=== EXERCISE PASSAGE ===

Fonte: EcoAmericas
The right-wing Bolsonaro administration has allowed MRN to press ahead with the mine despite the pandemic, providing a government determination in March that mining is an “essential activity.” According to satellite images obtained by the Pro-Indian Commission of São Paulo, a nonprofit that supports traditional communities, work at the Aramã site has continued this year, with bauxite mining and expansion of the mine into newly deforested areas occurring simultaneously.
As part of the licensing process, the company did complete an environmental-impact study for the Aramã project. But critics say the study failed to acknowledge ribeirinho communities’ use of the land, much less the potential impacts on local water quality. According to the Pro-Indian Commission’s Andrade, an anthropologist, an essential first step is to study in detail what negative impacts are already occurring as a result of the new mine and what further harm could be done to the forests and streams that the ribeirinhos use. “Only after understanding how this [mine] could affect the subsistence and way of life of the communities will it be possible to define what mitigation and compensatory measures are needed,” she says.
The Pro-Indian Commission’s Andrade says special water quality standards should be adopted for the Amazon region. “It is one thing to consider water [in urban centers] that will be treated before it is consumed as adequate,” she says. “It’s another thing to use these same standards for water that is going to be consumed directly from the stream.”

===

### PROBLEMS AND TASKS
1) List every direct quotation that the passage on the Aramã mine attributes to Andrade.
2) In the passage on the Aramã mine, what did the government's March determination declare?
3) In the passage on the Aramã mine, duplicate the stretch from "Fonte: EcoAmericas" through "areas occurring simultaneously.".
None of the records is needed for this work.

=== GIVEN DATA ===

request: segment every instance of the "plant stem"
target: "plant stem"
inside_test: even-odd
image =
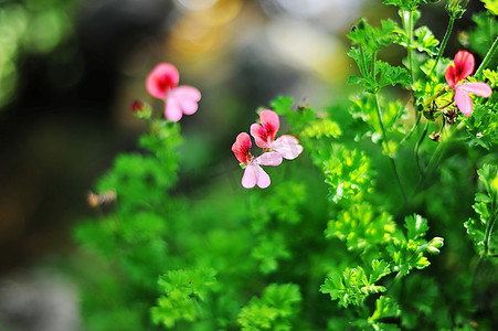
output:
[[[492,233],[492,227],[495,226],[495,222],[496,222],[496,212],[495,212],[495,216],[489,220],[488,224],[486,225],[486,232],[484,235],[484,254],[485,256],[488,256],[489,253],[489,242],[491,241],[491,233]]]
[[[415,132],[415,129],[418,127],[418,124],[421,122],[421,118],[422,118],[422,111],[416,110],[416,117],[415,117],[415,122],[413,124],[412,128],[410,129],[410,132],[400,141],[400,145],[403,145],[403,142],[405,142],[406,140],[410,139],[410,137],[412,137],[413,132]]]
[[[410,70],[410,76],[412,78],[412,84],[415,82],[415,73],[413,70],[413,10],[410,10],[409,12],[409,22],[405,22],[405,14],[403,14],[403,25],[406,33],[406,36],[409,38],[409,44],[406,47],[407,57],[409,57],[409,70]]]
[[[483,72],[483,70],[488,65],[489,61],[491,61],[492,55],[495,55],[497,49],[498,49],[498,36],[495,38],[495,42],[492,43],[491,47],[489,49],[488,53],[483,60],[483,63],[479,65],[479,68],[474,74],[474,76],[478,76]]]
[[[418,172],[422,175],[423,171],[422,171],[422,166],[421,166],[421,158],[420,158],[420,148],[422,142],[424,142],[425,136],[427,135],[427,130],[428,130],[428,121],[425,122],[425,127],[424,127],[424,131],[422,132],[421,138],[418,139],[418,141],[415,145],[415,160],[416,160],[416,167],[418,168]]]
[[[434,72],[434,70],[436,68],[437,63],[438,63],[439,60],[441,60],[441,56],[443,56],[444,49],[446,49],[446,44],[448,43],[449,35],[452,34],[452,30],[453,30],[453,24],[454,24],[454,23],[455,23],[455,18],[449,17],[448,26],[446,28],[446,33],[444,34],[443,42],[441,43],[439,51],[437,52],[436,62],[434,62],[434,65],[433,65],[433,67],[431,68],[431,71],[428,72],[428,75],[427,75],[427,76],[431,76],[431,74],[432,74],[432,73]]]
[[[385,132],[384,124],[382,121],[382,113],[381,113],[381,108],[379,105],[379,97],[378,97],[377,93],[372,94],[372,96],[373,96],[373,103],[375,104],[377,116],[379,118],[379,126],[381,127],[381,131],[382,131],[382,142],[385,143],[384,149],[385,149],[385,152],[388,153],[389,161],[390,161],[391,168],[394,172],[394,177],[396,179],[398,185],[400,186],[401,195],[403,196],[404,202],[407,203],[406,192],[404,191],[403,183],[401,182],[400,174],[399,174],[398,168],[396,168],[396,163],[394,162],[394,158],[391,156],[391,149],[389,147],[388,135]]]

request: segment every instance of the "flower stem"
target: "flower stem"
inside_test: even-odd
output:
[[[448,43],[449,35],[452,34],[452,30],[453,30],[453,24],[454,24],[454,23],[455,23],[455,18],[454,18],[454,17],[449,17],[448,26],[446,28],[446,33],[444,34],[443,42],[441,43],[439,51],[437,52],[436,62],[434,62],[434,65],[433,65],[433,67],[431,68],[431,71],[428,72],[428,75],[427,75],[427,76],[431,76],[431,74],[432,74],[432,73],[434,72],[434,70],[436,68],[437,63],[438,63],[439,60],[441,60],[441,56],[443,56],[444,49],[446,49],[446,44]]]
[[[492,43],[491,47],[489,49],[488,53],[483,60],[483,63],[479,65],[479,68],[474,74],[474,76],[478,76],[483,72],[483,70],[489,64],[489,61],[491,61],[492,55],[495,55],[497,49],[498,49],[498,36],[495,38],[495,42]]]
[[[415,129],[418,127],[418,124],[422,118],[422,111],[418,111],[418,110],[415,110],[415,111],[416,111],[415,122],[413,124],[412,128],[410,129],[410,132],[400,141],[400,145],[403,145],[406,140],[409,140],[410,137],[412,137],[413,132],[415,132]]]
[[[398,168],[396,168],[396,163],[394,162],[394,158],[391,156],[391,148],[389,147],[388,135],[385,132],[384,124],[382,121],[382,113],[381,113],[381,108],[379,105],[379,97],[378,97],[377,93],[372,94],[372,96],[373,96],[373,103],[375,104],[375,110],[377,110],[377,116],[379,119],[379,126],[381,127],[381,131],[382,131],[382,142],[384,143],[384,150],[389,157],[389,161],[390,161],[391,168],[394,172],[394,177],[396,179],[398,185],[400,186],[401,195],[403,196],[403,200],[406,203],[407,202],[406,192],[404,191],[403,183],[401,182],[400,174],[399,174]]]
[[[413,82],[415,82],[415,73],[413,70],[413,10],[407,11],[407,22],[406,22],[406,12],[403,14],[403,26],[404,26],[404,31],[406,33],[407,36],[407,46],[406,46],[406,52],[407,52],[407,58],[409,58],[409,70],[410,70],[410,77],[412,78],[412,84]]]
[[[421,138],[418,139],[418,141],[415,145],[416,167],[418,168],[418,172],[421,175],[423,174],[423,170],[422,170],[422,166],[421,166],[420,149],[421,149],[422,142],[424,142],[425,136],[427,136],[428,126],[430,126],[430,124],[427,121],[425,124],[424,131],[422,132]]]

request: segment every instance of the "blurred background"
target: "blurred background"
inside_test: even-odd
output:
[[[480,8],[470,1],[447,56]],[[418,24],[441,40],[444,1],[423,10]],[[0,330],[80,330],[77,289],[54,266],[94,214],[96,179],[137,149],[131,103],[162,107],[145,88],[157,63],[203,94],[182,119],[188,194],[219,164],[239,167],[230,147],[257,107],[283,94],[316,109],[347,97],[346,34],[360,17],[396,20],[378,0],[0,0]],[[386,56],[399,62],[398,51]]]

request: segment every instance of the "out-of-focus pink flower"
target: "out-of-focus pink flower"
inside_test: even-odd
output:
[[[242,186],[252,189],[255,185],[265,189],[269,186],[269,175],[261,168],[261,166],[278,166],[282,163],[282,156],[277,152],[265,152],[254,158],[251,154],[251,138],[247,134],[242,132],[237,136],[232,145],[232,151],[239,162],[244,166],[244,175],[242,177]]]
[[[459,83],[471,75],[474,65],[474,55],[467,51],[459,51],[445,73],[446,83],[455,90],[456,106],[465,116],[470,116],[474,108],[469,94],[485,98],[491,95],[491,88],[486,83]]]
[[[275,140],[275,135],[280,127],[280,120],[275,111],[265,109],[259,114],[261,125],[251,126],[251,135],[256,141],[256,146],[275,151],[284,159],[293,160],[303,152],[299,141],[289,135],[283,135]]]
[[[165,117],[172,121],[179,121],[183,114],[194,114],[201,99],[199,89],[178,86],[179,79],[177,67],[170,63],[156,65],[146,79],[147,90],[155,98],[165,100]]]

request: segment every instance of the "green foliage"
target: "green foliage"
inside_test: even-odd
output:
[[[480,256],[496,254],[498,241],[492,236],[494,225],[498,218],[498,167],[484,164],[477,171],[486,193],[476,193],[473,205],[478,218],[465,222],[467,234],[473,239]]]
[[[496,0],[480,0],[484,2],[486,9],[494,15],[498,15],[498,1]]]
[[[385,291],[385,287],[375,285],[375,281],[390,273],[385,261],[374,259],[369,275],[362,267],[346,268],[342,275],[332,274],[327,277],[320,291],[330,295],[332,300],[339,300],[338,303],[345,308],[349,305],[360,306],[369,295]]]
[[[400,9],[414,11],[416,10],[421,4],[437,2],[439,0],[384,0],[383,3],[389,6],[395,6]]]
[[[252,298],[242,308],[237,319],[241,330],[293,330],[290,321],[301,299],[297,285],[268,285],[261,298]]]
[[[495,6],[497,6],[496,3],[497,2],[495,1]],[[498,22],[496,17],[490,15],[489,12],[486,11],[475,13],[471,19],[476,26],[469,31],[468,41],[465,39],[463,41],[469,43],[469,46],[474,52],[480,56],[485,56],[491,46],[492,41],[498,36]],[[495,55],[495,61],[490,63],[489,67],[496,68],[496,65],[497,60]]]
[[[213,269],[171,270],[162,275],[158,285],[163,295],[157,306],[150,310],[152,322],[172,328],[177,321],[195,321],[200,312],[200,302],[216,285]]]
[[[459,114],[444,43],[415,29],[428,2],[384,1],[401,26],[361,20],[349,33],[349,97],[271,103],[304,152],[265,168],[265,190],[242,189],[231,168],[186,188],[180,167],[197,166],[179,156],[180,125],[136,114],[149,124],[141,150],[116,158],[96,220],[74,231],[87,329],[491,329],[498,95]],[[400,66],[380,60],[392,45],[406,51]],[[496,89],[498,74],[468,81]]]

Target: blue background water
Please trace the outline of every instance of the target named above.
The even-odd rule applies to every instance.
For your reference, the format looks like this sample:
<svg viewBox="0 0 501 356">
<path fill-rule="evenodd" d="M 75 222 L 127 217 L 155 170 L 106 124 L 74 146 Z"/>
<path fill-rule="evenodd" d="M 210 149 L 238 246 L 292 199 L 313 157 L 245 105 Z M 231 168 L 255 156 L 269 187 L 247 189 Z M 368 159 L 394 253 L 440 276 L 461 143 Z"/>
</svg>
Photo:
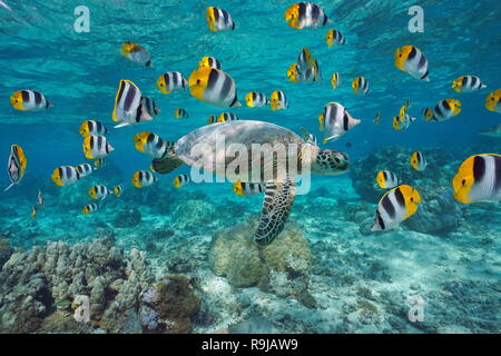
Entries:
<svg viewBox="0 0 501 356">
<path fill-rule="evenodd" d="M 328 48 L 325 29 L 297 31 L 283 20 L 291 1 L 215 1 L 227 9 L 238 30 L 213 33 L 205 21 L 205 1 L 7 1 L 0 8 L 2 68 L 0 92 L 0 151 L 21 144 L 29 156 L 27 175 L 50 176 L 57 166 L 82 161 L 78 127 L 85 119 L 97 119 L 111 127 L 110 113 L 120 79 L 135 81 L 144 95 L 153 97 L 163 110 L 154 121 L 111 130 L 117 148 L 110 156 L 126 174 L 145 168 L 148 157 L 131 146 L 134 134 L 149 130 L 176 140 L 223 110 L 194 99 L 188 92 L 161 95 L 156 88 L 159 75 L 177 70 L 186 78 L 203 56 L 217 57 L 223 69 L 237 82 L 240 101 L 255 90 L 269 95 L 283 90 L 291 102 L 285 111 L 268 108 L 236 108 L 243 119 L 268 120 L 295 131 L 306 127 L 317 132 L 317 116 L 330 101 L 342 102 L 362 119 L 355 130 L 328 147 L 357 157 L 377 147 L 397 144 L 412 148 L 468 146 L 480 129 L 499 123 L 499 115 L 483 107 L 489 89 L 500 87 L 501 7 L 498 1 L 418 1 L 424 8 L 424 33 L 407 30 L 407 9 L 415 1 L 318 1 L 333 18 L 332 28 L 346 37 L 344 47 Z M 104 6 L 106 3 L 106 6 Z M 90 32 L 76 33 L 73 10 L 90 10 Z M 141 43 L 153 55 L 153 68 L 143 68 L 119 56 L 124 41 Z M 414 80 L 393 65 L 396 47 L 412 43 L 430 61 L 431 82 Z M 303 47 L 318 59 L 322 86 L 298 85 L 285 79 L 285 71 Z M 328 79 L 338 71 L 343 85 L 333 90 Z M 458 95 L 453 79 L 477 75 L 487 90 Z M 371 93 L 354 96 L 351 81 L 363 76 Z M 19 89 L 43 92 L 53 108 L 47 112 L 20 112 L 8 101 Z M 407 131 L 395 131 L 391 118 L 404 99 L 410 112 L 443 98 L 463 102 L 461 116 L 448 122 L 415 122 Z M 173 111 L 188 110 L 188 120 L 174 120 Z M 374 126 L 377 110 L 382 122 Z M 6 177 L 3 176 L 4 180 Z"/>
<path fill-rule="evenodd" d="M 462 206 L 461 209 L 468 214 L 461 216 L 461 228 L 452 229 L 450 235 L 421 234 L 420 226 L 418 229 L 399 228 L 384 235 L 362 235 L 358 218 L 372 220 L 375 201 L 363 201 L 352 188 L 348 175 L 314 176 L 313 188 L 323 187 L 324 190 L 296 198 L 292 211 L 292 218 L 299 224 L 316 260 L 312 294 L 325 309 L 312 310 L 281 298 L 273 299 L 269 294 L 256 291 L 257 288 L 234 291 L 228 287 L 225 290 L 230 291 L 219 295 L 217 286 L 222 283 L 207 266 L 212 235 L 218 228 L 230 227 L 244 216 L 257 212 L 261 197 L 236 197 L 227 184 L 173 189 L 171 179 L 179 172 L 187 172 L 187 168 L 159 177 L 160 187 L 138 191 L 132 190 L 130 182 L 134 171 L 147 169 L 150 165 L 150 158 L 134 148 L 136 132 L 151 131 L 165 139 L 177 140 L 205 125 L 209 115 L 230 111 L 240 119 L 271 121 L 295 132 L 306 127 L 321 137 L 317 116 L 331 101 L 341 102 L 362 120 L 338 141 L 326 145 L 327 148 L 346 151 L 353 160 L 364 159 L 389 146 L 449 150 L 454 165 L 472 154 L 501 154 L 499 138 L 478 135 L 482 129 L 499 125 L 501 119 L 500 113 L 484 108 L 488 93 L 501 88 L 499 1 L 317 1 L 334 20 L 328 28 L 341 30 L 346 38 L 345 46 L 335 48 L 325 43 L 326 28 L 297 31 L 286 24 L 283 16 L 293 3 L 291 0 L 3 1 L 11 11 L 0 7 L 0 165 L 7 162 L 12 144 L 21 145 L 28 156 L 28 170 L 21 185 L 0 194 L 0 235 L 9 237 L 12 247 L 29 248 L 53 239 L 87 241 L 102 230 L 106 234 L 111 230 L 114 234 L 110 235 L 116 237 L 120 247 L 148 250 L 155 268 L 165 268 L 178 257 L 188 259 L 195 266 L 203 266 L 191 273 L 198 274 L 208 285 L 205 288 L 205 293 L 212 294 L 208 304 L 215 310 L 223 310 L 215 313 L 217 320 L 214 325 L 198 332 L 217 328 L 215 325 L 228 325 L 227 316 L 233 316 L 236 308 L 225 303 L 233 300 L 233 293 L 250 300 L 243 303 L 243 309 L 252 310 L 248 315 L 264 310 L 263 315 L 268 314 L 272 322 L 276 318 L 275 324 L 289 332 L 383 332 L 379 322 L 373 328 L 365 328 L 365 323 L 345 327 L 346 315 L 351 313 L 345 303 L 353 307 L 357 297 L 366 298 L 363 288 L 373 288 L 380 295 L 393 296 L 393 299 L 381 297 L 376 303 L 380 312 L 386 310 L 384 318 L 390 315 L 391 319 L 396 315 L 405 319 L 406 309 L 402 314 L 400 308 L 410 294 L 416 293 L 416 284 L 421 284 L 420 293 L 426 303 L 430 300 L 432 310 L 426 314 L 426 318 L 431 316 L 431 327 L 422 330 L 499 332 L 499 313 L 495 313 L 500 305 L 501 276 L 499 204 Z M 90 10 L 89 33 L 73 30 L 73 11 L 81 4 Z M 414 4 L 424 9 L 424 33 L 407 30 L 411 19 L 407 10 Z M 210 32 L 205 20 L 208 6 L 226 9 L 237 23 L 237 30 Z M 145 68 L 122 58 L 119 48 L 125 41 L 146 47 L 151 52 L 154 67 Z M 403 44 L 414 44 L 426 55 L 431 82 L 415 80 L 394 67 L 393 53 Z M 296 61 L 303 47 L 310 48 L 318 60 L 324 77 L 321 86 L 286 80 L 286 69 Z M 243 106 L 224 110 L 196 100 L 188 91 L 173 95 L 158 91 L 158 76 L 180 71 L 188 78 L 204 56 L 214 56 L 222 62 L 223 69 L 235 79 L 242 102 L 248 91 L 271 95 L 273 90 L 283 90 L 289 108 L 272 111 L 268 107 Z M 330 83 L 334 71 L 342 76 L 341 88 L 336 90 Z M 452 80 L 464 75 L 479 76 L 488 88 L 472 93 L 455 93 L 451 89 Z M 357 76 L 370 81 L 367 96 L 353 93 L 351 81 Z M 154 98 L 161 110 L 159 117 L 150 122 L 111 129 L 115 123 L 110 117 L 120 79 L 132 80 L 145 96 Z M 45 93 L 53 107 L 45 112 L 12 109 L 9 97 L 21 89 Z M 422 107 L 434 106 L 444 98 L 460 99 L 462 112 L 445 122 L 424 122 L 421 119 Z M 419 120 L 407 130 L 395 131 L 391 120 L 405 99 L 412 102 L 411 116 Z M 174 109 L 178 107 L 188 111 L 188 119 L 174 119 Z M 377 111 L 382 112 L 382 119 L 375 126 Z M 50 181 L 56 167 L 86 161 L 78 129 L 87 119 L 100 120 L 110 131 L 108 139 L 116 150 L 107 158 L 109 169 L 97 171 L 73 186 L 56 187 Z M 351 147 L 347 142 L 352 144 Z M 392 151 L 387 155 L 387 162 L 396 166 L 404 160 L 407 166 L 407 156 L 400 152 L 393 157 Z M 413 177 L 418 177 L 412 184 L 419 185 L 420 189 L 422 186 L 426 189 L 433 187 L 432 178 L 426 175 L 440 172 L 436 161 L 430 160 L 429 164 L 421 177 L 412 171 Z M 440 185 L 450 186 L 455 168 L 449 167 L 446 174 L 438 175 L 445 177 L 445 184 L 441 181 Z M 367 186 L 374 185 L 371 175 L 360 179 L 366 179 Z M 91 181 L 109 186 L 122 181 L 126 191 L 122 199 L 108 198 L 105 209 L 86 217 L 80 211 L 85 204 L 90 202 L 87 190 Z M 8 184 L 7 172 L 2 169 L 0 187 Z M 29 214 L 39 187 L 47 188 L 47 208 L 31 220 Z M 423 200 L 435 192 L 426 189 Z M 75 201 L 58 206 L 70 200 L 72 195 Z M 187 212 L 184 214 L 189 198 L 194 200 L 186 204 Z M 161 200 L 166 204 L 163 205 Z M 210 205 L 203 205 L 206 201 Z M 350 202 L 347 206 L 346 201 Z M 166 206 L 170 209 L 168 214 L 163 210 Z M 117 227 L 117 221 L 121 222 L 122 210 L 131 208 L 140 210 L 141 222 L 134 227 Z M 195 222 L 194 226 L 186 224 L 186 220 L 206 218 L 206 212 L 209 221 Z M 442 212 L 446 215 L 449 211 Z M 441 222 L 441 215 L 434 218 L 436 220 L 431 221 Z M 418 216 L 412 219 L 421 221 Z M 155 233 L 167 229 L 175 230 L 175 238 L 156 237 Z M 156 247 L 149 249 L 151 244 Z M 266 301 L 261 303 L 261 298 Z M 272 312 L 261 309 L 263 306 L 269 306 Z M 243 314 L 248 312 L 245 310 Z M 281 313 L 285 316 L 282 317 Z M 281 320 L 292 320 L 292 326 L 282 325 Z M 391 324 L 391 332 L 416 332 L 413 327 Z"/>
</svg>

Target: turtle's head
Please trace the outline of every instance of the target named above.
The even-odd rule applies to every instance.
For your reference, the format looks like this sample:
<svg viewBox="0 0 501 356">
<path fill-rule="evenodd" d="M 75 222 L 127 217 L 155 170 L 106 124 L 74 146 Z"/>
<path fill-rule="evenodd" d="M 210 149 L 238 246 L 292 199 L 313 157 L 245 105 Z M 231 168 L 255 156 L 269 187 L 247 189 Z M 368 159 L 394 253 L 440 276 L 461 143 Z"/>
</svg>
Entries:
<svg viewBox="0 0 501 356">
<path fill-rule="evenodd" d="M 318 175 L 341 175 L 350 169 L 350 158 L 345 152 L 318 149 L 312 171 Z"/>
</svg>

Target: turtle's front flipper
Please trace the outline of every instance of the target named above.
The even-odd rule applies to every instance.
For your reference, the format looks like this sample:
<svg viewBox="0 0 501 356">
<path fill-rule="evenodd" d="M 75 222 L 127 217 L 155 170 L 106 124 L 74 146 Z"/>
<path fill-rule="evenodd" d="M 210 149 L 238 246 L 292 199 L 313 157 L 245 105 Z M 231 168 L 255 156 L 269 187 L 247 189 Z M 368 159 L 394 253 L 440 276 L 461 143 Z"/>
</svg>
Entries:
<svg viewBox="0 0 501 356">
<path fill-rule="evenodd" d="M 167 175 L 175 170 L 176 168 L 183 166 L 185 162 L 177 158 L 176 156 L 166 158 L 155 158 L 151 161 L 151 170 L 160 174 Z"/>
<path fill-rule="evenodd" d="M 266 184 L 266 191 L 261 211 L 259 226 L 254 233 L 254 239 L 258 245 L 271 244 L 284 229 L 294 204 L 296 184 L 287 179 L 284 182 Z"/>
</svg>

===

### PROBLEM SOLUTIONS
1)
"Only after understanding how this [mine] could affect the subsistence and way of life of the communities will it be possible to define what mitigation and compensatory measures are needed"
"It is one thing to consider water [in urban centers] that will be treated before it is consumed as adequate"
"It's another thing to use these same standards for water that is going to be consumed directly from the stream."

2) It declared that mining is an "essential activity."

3)
Fonte: EcoAmericas
The right-wing Bolsonaro administration has allowed MRN to press ahead with the mine despite the pandemic, providing a government determination in March that mining is an “essential activity.” According to satellite images obtained by the Pro-Indian Commission of São Paulo, a nonprofit that supports traditional communities, work at the Aramã site has continued this year, with bauxite mining and expansion of the mine into newly deforested areas occurring simultaneously.